Location labeling records:
※

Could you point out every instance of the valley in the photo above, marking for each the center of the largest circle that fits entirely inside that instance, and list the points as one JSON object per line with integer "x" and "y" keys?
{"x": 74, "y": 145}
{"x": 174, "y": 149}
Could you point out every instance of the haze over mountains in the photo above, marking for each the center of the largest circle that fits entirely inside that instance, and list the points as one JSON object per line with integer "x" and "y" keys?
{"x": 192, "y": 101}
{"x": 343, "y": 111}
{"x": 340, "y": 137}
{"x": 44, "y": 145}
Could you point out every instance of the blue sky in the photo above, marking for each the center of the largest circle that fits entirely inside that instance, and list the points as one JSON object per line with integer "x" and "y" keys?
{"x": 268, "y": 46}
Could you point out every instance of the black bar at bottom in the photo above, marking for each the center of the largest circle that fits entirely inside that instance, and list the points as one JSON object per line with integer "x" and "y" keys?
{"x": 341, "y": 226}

※

Stated task: Reproduce all of the material above verbatim, every line included.

Completed exercise:
Could you point out every instance of the valley in the photo above, marking for each the center of the largest circle that fits entirely inside that instance, and list the points as one JSON object per line with integer "x" and "y" keys?
{"x": 74, "y": 145}
{"x": 174, "y": 149}
Could you point out every instance of the haze over mountains in the photo above, marking for each the center of the largest circle that fits entirely inside that instance, and list the points as one JSON object per line with integer "x" and "y" keys?
{"x": 192, "y": 101}
{"x": 343, "y": 111}
{"x": 340, "y": 137}
{"x": 44, "y": 145}
Could you point out every instance of the blue sky in the photo above, marking for each the center of the largest circle that fits entirely inside that instance, and list the points as one JSON object per line with integer "x" and "y" keys?
{"x": 268, "y": 46}
Could you point out every instance of the black bar at bottom in the photo above, marking for each the center of the largest circle that fits entirely inside that instance, and list the points as one JSON object per line with integer "x" and "y" keys?
{"x": 341, "y": 226}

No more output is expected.